Reproduce all of the records below with "tightest" swapped for "smallest" wherever it occurs, leaving every other word unchanged and omitting the pictures.

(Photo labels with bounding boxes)

┏━━

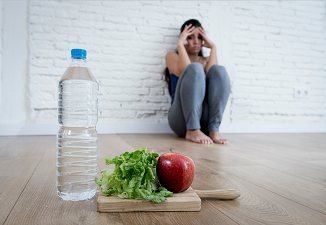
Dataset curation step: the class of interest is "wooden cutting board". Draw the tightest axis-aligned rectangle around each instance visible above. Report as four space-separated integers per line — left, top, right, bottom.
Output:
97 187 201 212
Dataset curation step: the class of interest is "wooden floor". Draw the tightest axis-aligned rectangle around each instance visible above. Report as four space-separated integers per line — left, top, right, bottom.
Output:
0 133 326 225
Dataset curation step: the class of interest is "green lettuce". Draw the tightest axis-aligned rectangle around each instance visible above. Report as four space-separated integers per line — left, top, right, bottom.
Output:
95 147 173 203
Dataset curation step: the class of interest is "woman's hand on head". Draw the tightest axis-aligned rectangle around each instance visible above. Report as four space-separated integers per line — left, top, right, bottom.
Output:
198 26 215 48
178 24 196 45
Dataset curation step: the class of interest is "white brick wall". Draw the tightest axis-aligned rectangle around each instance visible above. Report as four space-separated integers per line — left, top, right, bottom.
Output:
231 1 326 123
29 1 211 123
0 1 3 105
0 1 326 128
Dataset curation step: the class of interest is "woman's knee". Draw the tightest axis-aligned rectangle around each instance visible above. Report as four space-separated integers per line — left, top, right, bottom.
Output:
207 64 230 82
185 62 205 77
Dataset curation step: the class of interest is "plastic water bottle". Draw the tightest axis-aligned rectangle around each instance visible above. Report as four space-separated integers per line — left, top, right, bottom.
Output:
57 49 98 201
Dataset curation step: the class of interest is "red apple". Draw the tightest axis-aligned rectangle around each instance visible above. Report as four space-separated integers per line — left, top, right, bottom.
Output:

┗━━

● CORRECT ANSWER:
Dataset curation step: the class of interest is "wooden cutting board". Draw the smallest axis-aligned rectangle around each instance visible above. Report as four space-separated integers per line — left, top, right, bottom.
Output:
97 187 201 212
Dataset curation step: the class of interest is "wooden floor". Draw the smallest axis-aligned rectangle around each instance visible above. Report as four space-separated integers per line — left, top, right, bottom.
Output:
0 133 326 225
Dataset curation step: the class of interest is "green lettuce". Draw the smallest axis-aligned rectangle around each instance visible above. Report as four space-separated integers per line — left, top, right, bottom.
Output:
95 147 173 203
Dataset curation step: the class of interest is "woman's hand on head". Draw the smallest axis-aligned rectangle around each instance visible above. Report as four space-separated integers per line — left, top, right, bottom.
Output:
198 26 215 48
178 24 196 45
Dataset curation step: the class of interest is "white brick wall". Draw the smallest axis-aligned rectangle around each instance visible above. Report as four space-separated integers per line — left, top, right, bottom.
Output:
231 1 326 123
29 1 211 123
0 1 3 105
0 1 326 128
Dataset curation step: the class of interest is "woman's knee". Draw the smallest axis-aligned rectangle around each instance visible above. Report as four space-separated integers per line — left, top, right, bottom.
Output:
207 64 230 82
185 62 205 77
Dataset curation step: the class of interest is "plastic water bottle". Draw the smallest axis-aligned rectangle around each instance visible above. Report as four space-separated integers per line — left, top, right, bottom.
Output:
57 49 98 201
Dataset curation step: the class of interest is "red apple". Draw the smallest axis-aligned rectangle around each instance visible above. Report as four space-separated integers per line — left, top, right, bottom.
Output:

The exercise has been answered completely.